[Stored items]
+ + +

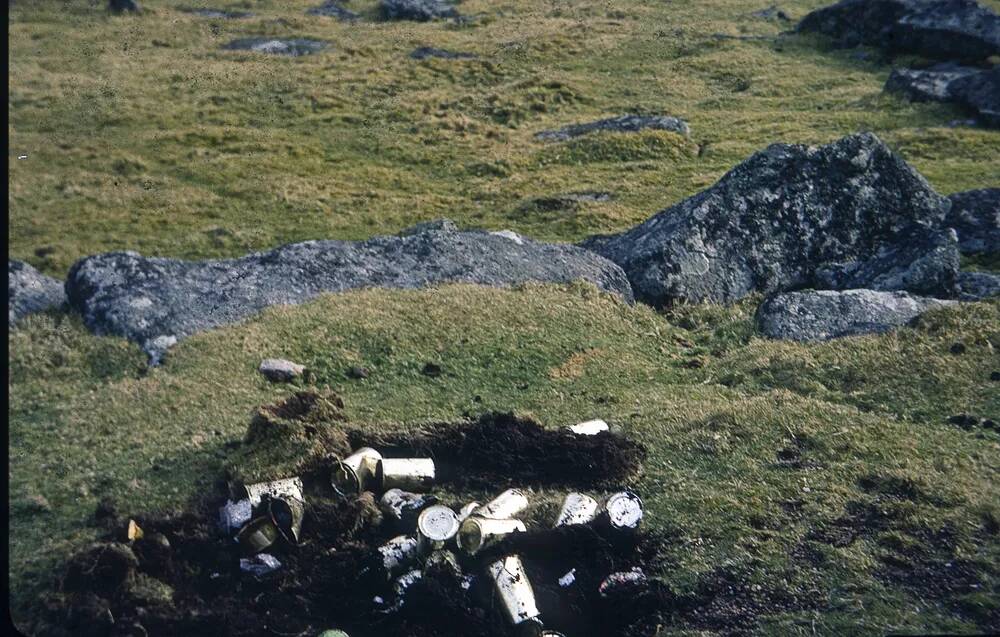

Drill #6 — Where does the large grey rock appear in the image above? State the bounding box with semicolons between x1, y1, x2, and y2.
379;0;458;21
798;0;1000;63
259;359;306;382
9;260;66;327
65;224;633;361
535;114;690;142
756;289;955;341
956;271;1000;300
946;188;1000;254
306;2;359;21
222;38;328;57
581;133;954;306
886;65;1000;127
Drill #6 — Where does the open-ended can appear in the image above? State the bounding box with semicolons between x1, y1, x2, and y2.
565;419;609;436
376;458;435;491
458;517;527;555
602;490;644;531
477;488;530;520
331;447;382;496
488;555;542;628
554;492;599;527
269;496;304;544
243;477;303;507
416;505;461;552
376;535;422;579
236;516;280;553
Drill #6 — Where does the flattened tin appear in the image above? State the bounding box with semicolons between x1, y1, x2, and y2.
332;447;382;496
554;492;599;526
243;477;303;507
487;555;541;627
457;517;526;555
376;458;435;491
477;488;529;520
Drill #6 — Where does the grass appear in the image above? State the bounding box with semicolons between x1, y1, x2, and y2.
7;0;1000;634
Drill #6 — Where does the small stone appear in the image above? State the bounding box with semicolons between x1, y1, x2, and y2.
24;494;52;513
109;0;141;12
346;366;370;379
421;362;442;377
535;114;690;142
948;414;980;429
950;342;967;355
259;359;306;382
991;371;1000;382
240;553;282;577
982;419;997;430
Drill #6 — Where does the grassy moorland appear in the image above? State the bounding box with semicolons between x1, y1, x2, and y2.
7;0;1000;634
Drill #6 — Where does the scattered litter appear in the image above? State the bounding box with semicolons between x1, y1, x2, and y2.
127;519;143;541
239;553;282;577
598;567;647;597
476;488;530;520
555;492;600;526
416;505;460;552
558;568;577;587
218;498;252;535
377;457;436;491
602;490;643;531
458;516;527;555
566;419;609;435
380;488;437;526
489;555;543;629
332;447;382;496
244;477;303;507
236;516;280;553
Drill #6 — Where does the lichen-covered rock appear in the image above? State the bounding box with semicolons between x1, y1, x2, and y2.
9;260;66;327
259;359;306;382
756;289;955;341
535;114;690;142
222;38;328;57
798;0;1000;63
956;271;1000;301
886;65;999;127
581;133;953;305
306;2;359;21
946;188;1000;254
65;223;632;360
182;8;253;19
379;0;458;21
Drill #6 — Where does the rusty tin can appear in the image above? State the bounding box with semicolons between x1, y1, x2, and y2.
487;555;542;628
269;496;305;544
565;419;609;435
243;477;304;507
236;516;280;553
602;490;644;531
477;488;530;520
376;458;435;491
458;517;526;555
554;492;600;527
332;447;382;496
416;505;460;553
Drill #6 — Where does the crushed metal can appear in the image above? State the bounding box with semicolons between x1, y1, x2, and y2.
487;555;542;629
424;549;463;580
239;553;282;577
332;447;382;496
376;458;435;491
458;517;526;555
236;516;280;553
375;535;422;580
598;567;647;597
602;490;644;531
554;492;599;527
219;498;253;536
477;488;530;520
565;419;609;435
268;496;304;545
243;477;304;507
416;505;460;552
379;488;437;528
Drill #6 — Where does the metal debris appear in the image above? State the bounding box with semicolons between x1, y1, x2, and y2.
554;492;599;526
218;498;252;535
376;457;435;491
565;419;610;435
457;517;527;555
239;553;282;577
332;448;382;496
244;477;303;507
476;488;530;520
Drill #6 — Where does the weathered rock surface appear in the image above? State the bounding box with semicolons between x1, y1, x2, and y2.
535;114;690;142
756;289;955;341
306;2;359;20
65;224;633;360
956;271;1000;300
222;38;328;56
260;359;306;382
109;0;140;13
9;260;66;327
946;188;1000;254
182;8;253;19
379;0;458;21
582;133;954;306
886;65;1000;127
798;0;1000;63
409;46;476;60
813;228;960;297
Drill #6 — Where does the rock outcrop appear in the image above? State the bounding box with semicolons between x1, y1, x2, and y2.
956;271;1000;301
885;65;1000;127
65;224;633;361
222;38;328;56
9;260;66;327
798;0;1000;63
581;133;955;306
306;2;359;20
946;188;1000;254
756;289;955;341
535;115;690;142
379;0;458;21
410;47;476;60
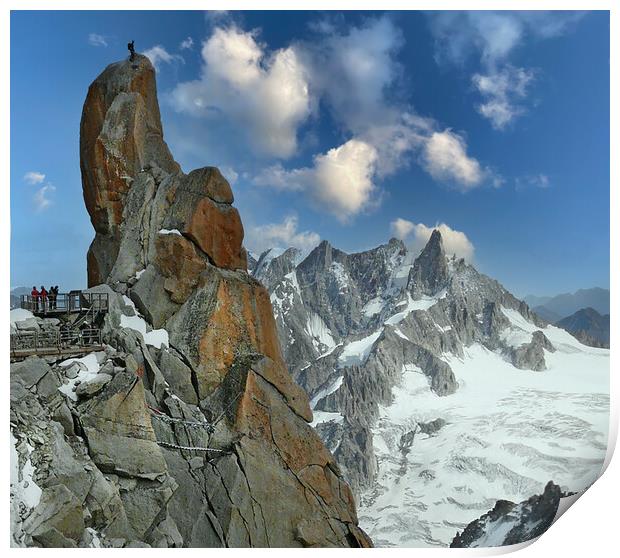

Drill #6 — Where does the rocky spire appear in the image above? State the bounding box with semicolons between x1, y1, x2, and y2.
407;229;450;297
77;55;370;547
80;54;180;286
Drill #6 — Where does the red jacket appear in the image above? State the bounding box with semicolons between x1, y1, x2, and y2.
31;288;40;299
40;288;48;299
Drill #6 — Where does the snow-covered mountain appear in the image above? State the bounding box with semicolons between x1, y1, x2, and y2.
252;230;609;547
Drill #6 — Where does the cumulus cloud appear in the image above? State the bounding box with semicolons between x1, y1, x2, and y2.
179;36;194;50
33;184;56;212
88;33;108;47
254;139;378;222
245;215;320;256
143;45;184;70
171;17;494;224
393;218;475;262
23;171;45;185
254;126;491;221
472;66;535;129
171;26;312;158
390;217;415;240
421;130;485;190
302;16;404;134
428;11;583;129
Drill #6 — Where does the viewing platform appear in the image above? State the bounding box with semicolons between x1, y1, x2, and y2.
20;291;109;317
11;291;109;361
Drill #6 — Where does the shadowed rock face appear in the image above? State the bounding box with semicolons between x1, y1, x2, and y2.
74;55;371;548
450;481;562;548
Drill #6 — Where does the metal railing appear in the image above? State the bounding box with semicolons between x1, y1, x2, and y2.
10;328;103;355
20;291;109;315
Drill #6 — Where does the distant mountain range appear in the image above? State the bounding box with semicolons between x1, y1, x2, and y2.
251;232;609;546
524;287;609;322
523;288;610;348
556;307;610;348
10;287;29;309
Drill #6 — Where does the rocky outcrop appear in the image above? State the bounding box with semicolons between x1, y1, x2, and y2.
510;330;555;371
80;54;180;286
11;54;370;548
450;481;562;547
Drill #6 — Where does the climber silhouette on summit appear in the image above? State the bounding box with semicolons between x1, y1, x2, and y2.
128;40;135;61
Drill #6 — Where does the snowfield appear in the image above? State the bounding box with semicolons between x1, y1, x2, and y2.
358;322;609;547
338;330;383;367
385;290;446;325
120;296;169;349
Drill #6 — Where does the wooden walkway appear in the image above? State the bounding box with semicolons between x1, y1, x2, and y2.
10;344;105;362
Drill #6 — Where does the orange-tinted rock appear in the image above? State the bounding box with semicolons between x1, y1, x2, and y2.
184;197;247;271
190;270;310;420
154;234;206;304
186;167;234;204
80;55;179;285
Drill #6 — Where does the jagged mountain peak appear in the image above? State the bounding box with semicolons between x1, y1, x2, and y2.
253;246;302;290
407;229;449;297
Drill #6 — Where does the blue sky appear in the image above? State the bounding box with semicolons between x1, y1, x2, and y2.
10;10;609;297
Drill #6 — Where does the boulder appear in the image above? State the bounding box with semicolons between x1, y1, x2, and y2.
23;485;85;545
77;372;167;479
11;356;52;389
15;318;40;331
75;373;113;398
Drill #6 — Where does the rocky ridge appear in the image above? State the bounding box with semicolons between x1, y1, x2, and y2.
255;229;554;495
10;54;370;548
450;481;562;548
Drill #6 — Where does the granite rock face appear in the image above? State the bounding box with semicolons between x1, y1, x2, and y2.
11;54;370;548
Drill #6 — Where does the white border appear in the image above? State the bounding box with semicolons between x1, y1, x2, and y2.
2;1;616;556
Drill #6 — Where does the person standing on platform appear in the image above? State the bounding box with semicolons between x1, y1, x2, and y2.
30;286;40;312
40;285;48;313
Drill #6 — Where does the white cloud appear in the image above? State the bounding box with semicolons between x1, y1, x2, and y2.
170;17;494;224
143;45;184;70
179;36;194;50
303;16;403;134
23;171;45;185
421;130;485;190
245;215;320;255
390;217;415;240
428;11;583;129
33;184;56;212
394;219;475;262
515;173;551;191
472;66;534;129
88;33;108;47
254;139;379;222
171;26;311;158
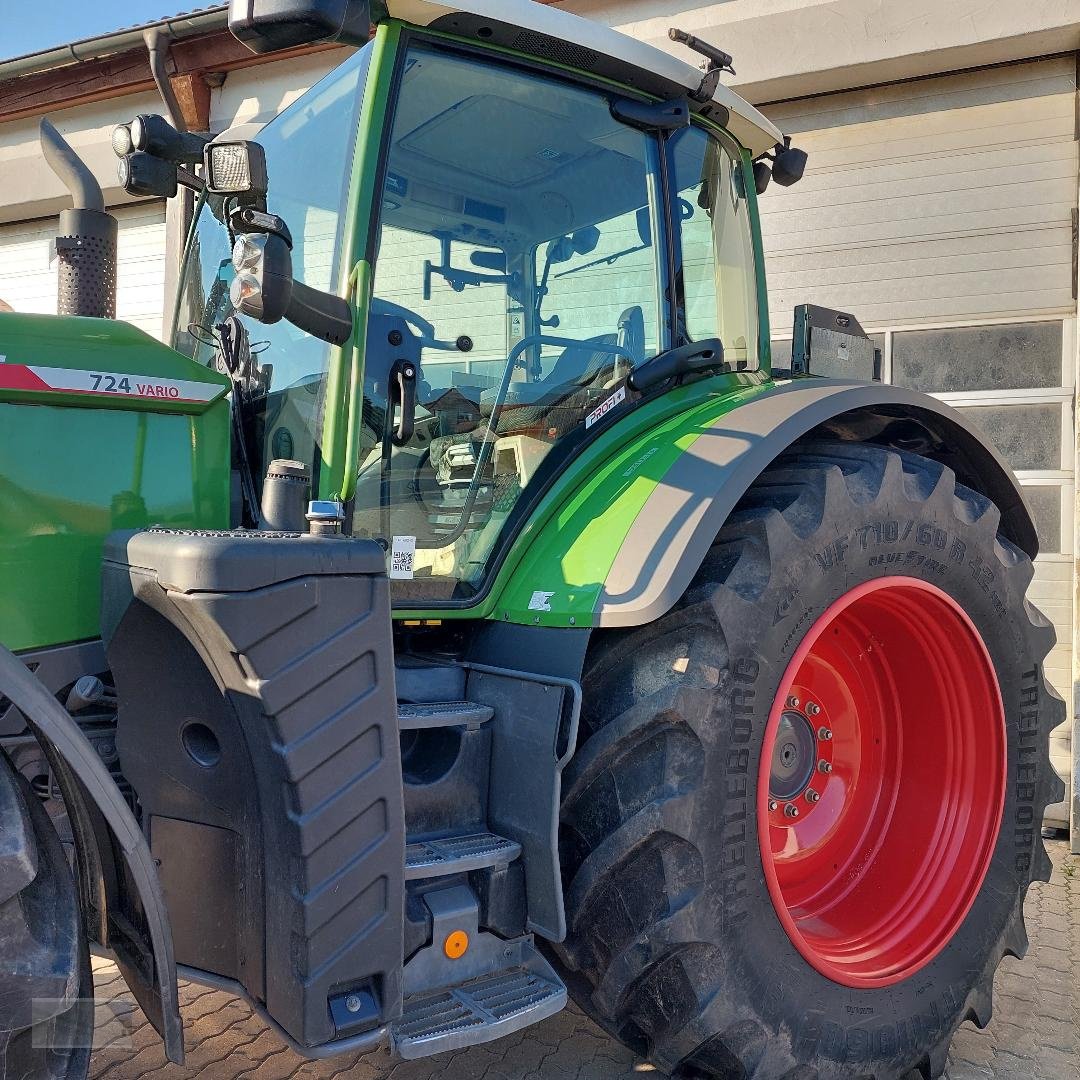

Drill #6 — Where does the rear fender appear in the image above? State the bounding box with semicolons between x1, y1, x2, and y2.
0;645;183;1064
495;378;1035;629
596;379;1035;627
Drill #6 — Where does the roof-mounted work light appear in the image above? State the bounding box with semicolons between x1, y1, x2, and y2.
203;141;269;202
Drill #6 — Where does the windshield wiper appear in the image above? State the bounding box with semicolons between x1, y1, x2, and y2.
553;242;648;280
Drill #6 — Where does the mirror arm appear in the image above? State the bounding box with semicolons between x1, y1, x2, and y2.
285;280;354;346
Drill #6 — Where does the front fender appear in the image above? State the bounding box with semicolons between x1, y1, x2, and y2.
496;378;1034;628
0;644;183;1064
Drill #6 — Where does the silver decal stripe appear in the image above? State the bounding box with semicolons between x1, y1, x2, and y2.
0;363;224;403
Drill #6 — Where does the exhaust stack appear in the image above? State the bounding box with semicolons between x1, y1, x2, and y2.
40;118;118;318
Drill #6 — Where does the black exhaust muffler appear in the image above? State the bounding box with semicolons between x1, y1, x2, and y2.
40;118;118;319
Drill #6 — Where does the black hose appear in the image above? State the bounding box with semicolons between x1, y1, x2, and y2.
143;26;188;133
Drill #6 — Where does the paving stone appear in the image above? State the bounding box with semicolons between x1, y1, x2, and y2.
87;843;1079;1079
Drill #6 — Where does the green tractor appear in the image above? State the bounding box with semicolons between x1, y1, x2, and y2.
0;1;1064;1077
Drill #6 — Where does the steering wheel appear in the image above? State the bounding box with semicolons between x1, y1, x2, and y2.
370;297;464;352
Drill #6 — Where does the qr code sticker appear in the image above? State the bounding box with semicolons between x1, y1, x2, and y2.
390;535;416;579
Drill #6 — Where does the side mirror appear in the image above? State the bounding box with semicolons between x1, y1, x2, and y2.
229;0;370;54
545;236;576;265
752;160;772;195
772;145;807;187
571;226;600;255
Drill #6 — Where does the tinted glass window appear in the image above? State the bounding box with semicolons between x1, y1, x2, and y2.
669;126;759;367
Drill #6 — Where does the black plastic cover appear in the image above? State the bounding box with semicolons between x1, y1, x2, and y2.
102;528;403;1049
229;0;370;54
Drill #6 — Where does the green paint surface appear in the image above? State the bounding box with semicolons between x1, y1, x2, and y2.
0;313;231;652
397;372;772;626
320;22;400;499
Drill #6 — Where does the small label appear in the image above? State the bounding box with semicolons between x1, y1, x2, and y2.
585;385;626;430
389;535;416;579
528;590;555;612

+ + +

▶ _ACTIVITY_
Starting from the line containing "Drill #6 — Where does the tinted" and ending with the final line of the data, reproduce each line exactly as it appears, including no other lines.

▶ _EXPECTED ANSWER_
Drill #6 — Where does the tinted glass window appear in the image above? State the bounding box with semicolons between x1, y1, x2, and y2.
669;126;759;367
Drill #6 — Where does the black plastic cover appear in the image above? State the bounding box with semicolons between x1, y1, x2, and y2.
102;528;403;1049
229;0;370;54
Drill #6 — Where does the green paint surface appear in the image above? State the bounding box with semicolons between x1, y1, x2, and y2.
0;313;231;652
397;372;772;626
320;22;400;499
Drill #6 — Where does the small label appear in the image above? State the bounding box with semicolons between x1, y1, x2, and y2.
585;385;626;430
389;535;416;579
528;590;555;612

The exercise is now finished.